Exercise directions: Quote the data word for word, starting with the line that contains "[spot] the packed" and continuing through the line that contains "x=490 y=618", with both of those lines included.

Provided data:
· · ·

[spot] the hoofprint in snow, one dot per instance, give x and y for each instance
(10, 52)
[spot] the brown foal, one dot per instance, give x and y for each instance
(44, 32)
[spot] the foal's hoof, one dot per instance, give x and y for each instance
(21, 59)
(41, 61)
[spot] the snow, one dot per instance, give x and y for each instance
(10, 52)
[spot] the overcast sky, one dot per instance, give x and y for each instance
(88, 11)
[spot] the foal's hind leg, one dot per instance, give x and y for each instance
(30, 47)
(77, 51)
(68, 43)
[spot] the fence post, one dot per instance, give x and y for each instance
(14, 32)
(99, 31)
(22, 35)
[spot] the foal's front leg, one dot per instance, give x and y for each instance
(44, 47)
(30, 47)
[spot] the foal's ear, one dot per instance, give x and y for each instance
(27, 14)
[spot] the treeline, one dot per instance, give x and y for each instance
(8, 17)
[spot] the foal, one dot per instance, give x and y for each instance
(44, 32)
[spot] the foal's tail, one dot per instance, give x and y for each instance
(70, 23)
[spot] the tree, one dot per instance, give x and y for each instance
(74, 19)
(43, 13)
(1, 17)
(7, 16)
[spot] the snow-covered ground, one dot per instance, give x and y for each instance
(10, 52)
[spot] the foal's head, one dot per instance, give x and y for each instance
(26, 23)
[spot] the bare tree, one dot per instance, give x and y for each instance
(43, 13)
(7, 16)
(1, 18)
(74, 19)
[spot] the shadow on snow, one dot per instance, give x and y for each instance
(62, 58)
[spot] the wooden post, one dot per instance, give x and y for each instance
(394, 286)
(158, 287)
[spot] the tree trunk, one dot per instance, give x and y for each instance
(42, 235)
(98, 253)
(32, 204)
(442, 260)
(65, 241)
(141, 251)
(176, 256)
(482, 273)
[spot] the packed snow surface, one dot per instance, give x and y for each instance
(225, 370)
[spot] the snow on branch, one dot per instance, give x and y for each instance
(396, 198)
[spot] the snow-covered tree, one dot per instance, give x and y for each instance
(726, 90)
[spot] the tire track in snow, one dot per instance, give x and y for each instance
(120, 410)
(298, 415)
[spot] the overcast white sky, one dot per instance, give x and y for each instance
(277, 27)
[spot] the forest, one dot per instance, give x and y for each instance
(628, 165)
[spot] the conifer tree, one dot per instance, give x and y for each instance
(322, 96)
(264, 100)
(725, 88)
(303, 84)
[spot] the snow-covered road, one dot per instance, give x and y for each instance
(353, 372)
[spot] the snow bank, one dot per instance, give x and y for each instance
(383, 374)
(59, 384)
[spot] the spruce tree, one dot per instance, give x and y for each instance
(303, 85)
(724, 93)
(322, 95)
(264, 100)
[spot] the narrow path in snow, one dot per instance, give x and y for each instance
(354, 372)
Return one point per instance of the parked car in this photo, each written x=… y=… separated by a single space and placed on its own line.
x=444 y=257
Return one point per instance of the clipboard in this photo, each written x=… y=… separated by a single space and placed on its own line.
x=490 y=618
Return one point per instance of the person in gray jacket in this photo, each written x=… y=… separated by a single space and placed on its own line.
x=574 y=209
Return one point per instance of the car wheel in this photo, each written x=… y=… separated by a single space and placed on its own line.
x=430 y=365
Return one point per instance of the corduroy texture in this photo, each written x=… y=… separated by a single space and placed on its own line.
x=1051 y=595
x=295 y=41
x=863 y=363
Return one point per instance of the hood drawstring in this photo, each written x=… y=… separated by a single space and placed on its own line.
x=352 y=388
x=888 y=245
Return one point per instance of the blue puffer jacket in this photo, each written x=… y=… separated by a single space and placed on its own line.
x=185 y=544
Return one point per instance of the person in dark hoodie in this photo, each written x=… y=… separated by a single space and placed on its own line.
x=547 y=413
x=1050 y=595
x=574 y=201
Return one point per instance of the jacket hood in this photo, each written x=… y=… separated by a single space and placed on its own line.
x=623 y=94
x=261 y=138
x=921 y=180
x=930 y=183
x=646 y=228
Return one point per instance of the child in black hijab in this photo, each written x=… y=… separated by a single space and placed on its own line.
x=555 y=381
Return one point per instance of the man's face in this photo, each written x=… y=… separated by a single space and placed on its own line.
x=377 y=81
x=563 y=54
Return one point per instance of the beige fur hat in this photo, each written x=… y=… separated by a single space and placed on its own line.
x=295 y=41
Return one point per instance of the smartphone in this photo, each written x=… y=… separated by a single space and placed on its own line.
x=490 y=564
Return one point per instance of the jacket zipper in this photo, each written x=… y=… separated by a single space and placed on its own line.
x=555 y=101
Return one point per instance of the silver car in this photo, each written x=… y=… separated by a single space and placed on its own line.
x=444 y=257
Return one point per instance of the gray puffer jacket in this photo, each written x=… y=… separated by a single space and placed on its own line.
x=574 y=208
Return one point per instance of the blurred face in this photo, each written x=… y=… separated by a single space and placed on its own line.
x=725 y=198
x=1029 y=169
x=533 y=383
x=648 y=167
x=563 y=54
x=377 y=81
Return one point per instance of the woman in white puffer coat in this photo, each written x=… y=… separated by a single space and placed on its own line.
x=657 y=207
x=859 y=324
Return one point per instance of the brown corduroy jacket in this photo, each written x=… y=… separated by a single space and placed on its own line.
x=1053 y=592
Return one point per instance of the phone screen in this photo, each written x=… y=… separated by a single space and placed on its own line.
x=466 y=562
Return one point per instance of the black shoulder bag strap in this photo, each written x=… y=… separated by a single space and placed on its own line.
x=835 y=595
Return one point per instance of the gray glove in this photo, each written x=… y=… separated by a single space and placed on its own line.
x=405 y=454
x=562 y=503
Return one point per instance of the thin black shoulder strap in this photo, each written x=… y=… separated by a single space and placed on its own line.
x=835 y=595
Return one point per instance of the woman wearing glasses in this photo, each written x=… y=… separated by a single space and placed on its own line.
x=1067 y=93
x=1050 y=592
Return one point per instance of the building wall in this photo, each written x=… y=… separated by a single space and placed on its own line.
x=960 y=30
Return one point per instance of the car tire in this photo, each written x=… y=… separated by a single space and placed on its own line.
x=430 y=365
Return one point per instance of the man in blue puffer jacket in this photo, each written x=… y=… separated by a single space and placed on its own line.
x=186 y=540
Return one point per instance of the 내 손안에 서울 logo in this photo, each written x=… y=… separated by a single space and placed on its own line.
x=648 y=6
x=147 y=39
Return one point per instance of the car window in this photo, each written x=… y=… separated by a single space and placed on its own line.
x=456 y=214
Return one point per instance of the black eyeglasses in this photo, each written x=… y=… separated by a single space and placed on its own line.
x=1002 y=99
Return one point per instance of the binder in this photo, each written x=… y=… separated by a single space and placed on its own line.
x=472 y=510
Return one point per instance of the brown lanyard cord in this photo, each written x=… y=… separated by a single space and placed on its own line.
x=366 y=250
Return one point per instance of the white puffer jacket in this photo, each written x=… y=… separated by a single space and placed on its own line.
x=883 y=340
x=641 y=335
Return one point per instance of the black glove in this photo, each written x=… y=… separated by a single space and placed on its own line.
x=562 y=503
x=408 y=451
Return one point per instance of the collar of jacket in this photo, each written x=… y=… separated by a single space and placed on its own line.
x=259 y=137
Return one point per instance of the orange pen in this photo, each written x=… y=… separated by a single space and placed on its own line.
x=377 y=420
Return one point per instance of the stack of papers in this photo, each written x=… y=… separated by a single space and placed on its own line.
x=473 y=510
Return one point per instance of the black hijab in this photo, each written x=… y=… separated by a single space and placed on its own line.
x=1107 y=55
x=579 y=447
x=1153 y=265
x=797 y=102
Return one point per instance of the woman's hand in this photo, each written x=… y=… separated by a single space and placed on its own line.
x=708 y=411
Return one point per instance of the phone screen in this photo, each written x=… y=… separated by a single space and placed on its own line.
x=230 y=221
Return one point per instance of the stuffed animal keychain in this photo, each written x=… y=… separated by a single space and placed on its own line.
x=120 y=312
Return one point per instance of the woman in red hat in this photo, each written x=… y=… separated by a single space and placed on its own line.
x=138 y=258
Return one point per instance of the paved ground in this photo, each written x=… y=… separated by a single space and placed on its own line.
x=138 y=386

· · ·

Written answer:
[spot] the packed snow surface, one dot per instance, give x and y for each instance
(225, 370)
[spot] the snow on branch, one dot per instance, give x and y for each instance
(396, 198)
[spot] the snow-covered tree, one dot per instance, give x and y for each instance
(726, 90)
[spot] the tire track in snow, one dot per instance, give x and y for each instance
(120, 410)
(298, 415)
[spot] the overcast white sky, one dot per instance, give x and y for each instance
(277, 27)
[spot] the forest, one dot per instance, give x and y for each instance
(628, 165)
[spot] the conifer tree, one dot per instance, give x and y for each instance
(322, 96)
(264, 100)
(725, 88)
(303, 84)
[spot] the snow-covered road, one dot per instance, give x and y for each instance
(353, 372)
[spot] the snow bank, one dot per instance, give x and y for each instance
(383, 374)
(59, 384)
[spot] the spruce tree, one dot per instance, give x and y for each instance
(303, 85)
(724, 93)
(322, 95)
(264, 100)
[spot] the narrow path in snow, one dot per instance, give x and y for each instance
(354, 372)
Return one point per instance of the parked car in this photo, each written x=… y=… separated by a single space and placed on its own line.
x=444 y=257
Return one point per instance of the clipboard in this photo, each written x=… y=… separated by a single space and placed on its own line.
x=490 y=618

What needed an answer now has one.